>>

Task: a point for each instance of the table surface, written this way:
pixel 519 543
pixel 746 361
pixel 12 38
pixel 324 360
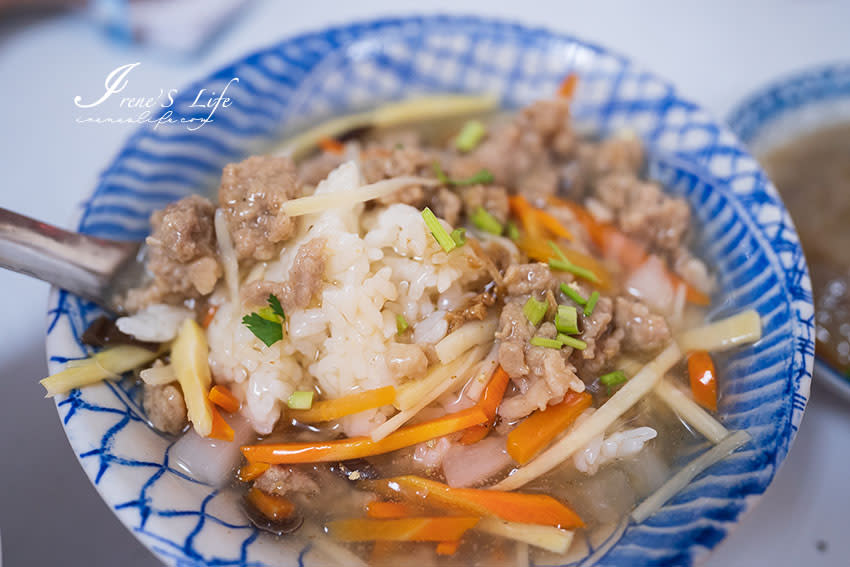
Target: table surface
pixel 716 52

<<

上の行をすべて、一字一句変えずに打ち直してもらえますか？画像は答えに含めないでください。

• _解答は下記_:
Task: a point for each instance of the table surface, written this way:
pixel 519 543
pixel 746 361
pixel 12 38
pixel 324 360
Target: table surface
pixel 716 52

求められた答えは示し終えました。